## Objective
Find the line that contains "# locate snowy". Repeat that line and all lines following it, exactly, through the end of the listing below.
━━━━━━━━━━━━━━━━
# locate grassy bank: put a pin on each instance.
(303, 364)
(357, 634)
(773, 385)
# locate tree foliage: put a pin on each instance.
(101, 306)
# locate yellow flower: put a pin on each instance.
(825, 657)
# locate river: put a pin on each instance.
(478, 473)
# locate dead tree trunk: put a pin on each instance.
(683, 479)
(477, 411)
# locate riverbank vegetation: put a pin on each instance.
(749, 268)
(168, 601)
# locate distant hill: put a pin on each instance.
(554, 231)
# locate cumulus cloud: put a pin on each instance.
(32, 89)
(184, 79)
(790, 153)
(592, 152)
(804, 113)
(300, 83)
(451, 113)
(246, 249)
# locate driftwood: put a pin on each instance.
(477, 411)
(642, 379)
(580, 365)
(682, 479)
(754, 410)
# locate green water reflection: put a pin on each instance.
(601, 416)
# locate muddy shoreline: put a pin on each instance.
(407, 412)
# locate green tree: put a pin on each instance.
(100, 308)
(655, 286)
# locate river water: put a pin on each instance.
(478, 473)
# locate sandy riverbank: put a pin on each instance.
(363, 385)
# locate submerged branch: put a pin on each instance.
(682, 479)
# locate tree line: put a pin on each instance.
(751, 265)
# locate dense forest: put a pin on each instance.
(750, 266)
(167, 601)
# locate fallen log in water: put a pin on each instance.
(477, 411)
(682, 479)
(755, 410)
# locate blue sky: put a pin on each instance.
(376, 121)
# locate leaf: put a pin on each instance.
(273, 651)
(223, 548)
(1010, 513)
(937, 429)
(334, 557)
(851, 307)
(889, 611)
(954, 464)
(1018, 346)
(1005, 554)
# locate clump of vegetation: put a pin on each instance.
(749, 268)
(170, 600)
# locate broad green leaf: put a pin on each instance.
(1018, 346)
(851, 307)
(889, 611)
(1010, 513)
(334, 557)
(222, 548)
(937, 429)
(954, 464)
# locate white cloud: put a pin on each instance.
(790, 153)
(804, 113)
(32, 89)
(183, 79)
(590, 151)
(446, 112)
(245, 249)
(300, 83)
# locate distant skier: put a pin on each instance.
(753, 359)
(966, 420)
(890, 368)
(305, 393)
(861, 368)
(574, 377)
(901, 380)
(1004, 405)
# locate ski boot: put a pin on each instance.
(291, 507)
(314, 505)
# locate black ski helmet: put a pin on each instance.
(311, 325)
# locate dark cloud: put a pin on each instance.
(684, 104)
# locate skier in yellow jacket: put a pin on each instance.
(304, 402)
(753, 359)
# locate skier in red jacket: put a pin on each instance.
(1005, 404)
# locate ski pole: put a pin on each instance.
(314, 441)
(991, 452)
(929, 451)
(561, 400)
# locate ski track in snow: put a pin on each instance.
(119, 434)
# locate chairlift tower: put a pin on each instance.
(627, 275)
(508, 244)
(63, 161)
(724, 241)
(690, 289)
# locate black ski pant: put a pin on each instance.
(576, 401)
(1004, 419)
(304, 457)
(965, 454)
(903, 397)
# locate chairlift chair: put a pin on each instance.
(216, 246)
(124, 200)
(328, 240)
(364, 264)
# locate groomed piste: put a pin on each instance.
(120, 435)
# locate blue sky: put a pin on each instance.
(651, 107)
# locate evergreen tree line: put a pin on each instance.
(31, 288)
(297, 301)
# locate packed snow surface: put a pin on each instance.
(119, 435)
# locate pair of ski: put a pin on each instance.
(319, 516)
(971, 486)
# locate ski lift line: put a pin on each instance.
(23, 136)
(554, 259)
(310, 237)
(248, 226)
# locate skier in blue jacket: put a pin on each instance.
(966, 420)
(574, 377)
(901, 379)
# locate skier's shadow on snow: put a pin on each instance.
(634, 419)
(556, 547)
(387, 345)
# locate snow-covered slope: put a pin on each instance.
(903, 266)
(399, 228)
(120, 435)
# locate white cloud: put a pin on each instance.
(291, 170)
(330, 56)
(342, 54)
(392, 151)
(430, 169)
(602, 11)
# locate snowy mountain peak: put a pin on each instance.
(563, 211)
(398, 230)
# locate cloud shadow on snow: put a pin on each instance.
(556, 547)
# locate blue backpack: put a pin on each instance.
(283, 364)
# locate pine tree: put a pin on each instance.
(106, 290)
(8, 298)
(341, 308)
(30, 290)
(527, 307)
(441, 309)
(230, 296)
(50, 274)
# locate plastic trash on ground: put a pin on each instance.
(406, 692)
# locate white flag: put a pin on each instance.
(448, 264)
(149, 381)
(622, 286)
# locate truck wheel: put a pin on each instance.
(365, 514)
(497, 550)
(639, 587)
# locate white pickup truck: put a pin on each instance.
━━━━━━━━━━━━━━━━
## Result of the task
# locate snowy mountain peak: put a pin on each instance.
(563, 211)
(398, 230)
# locate cloud shadow on snow: put a pin on each instance.
(556, 547)
# locate blue backpack: put a pin on each instance.
(283, 364)
# locate pine tree: put a pin on each instance.
(106, 290)
(8, 298)
(341, 308)
(30, 290)
(527, 307)
(441, 309)
(230, 296)
(50, 274)
# locate plastic trash on ground: put a pin on each instance.
(406, 692)
# locate white flag: put a pin on each instance.
(448, 264)
(149, 381)
(622, 286)
# locate truck wheel: put a pin on each instance.
(365, 514)
(497, 550)
(639, 587)
# locate white pickup truck: put a pin on each instance.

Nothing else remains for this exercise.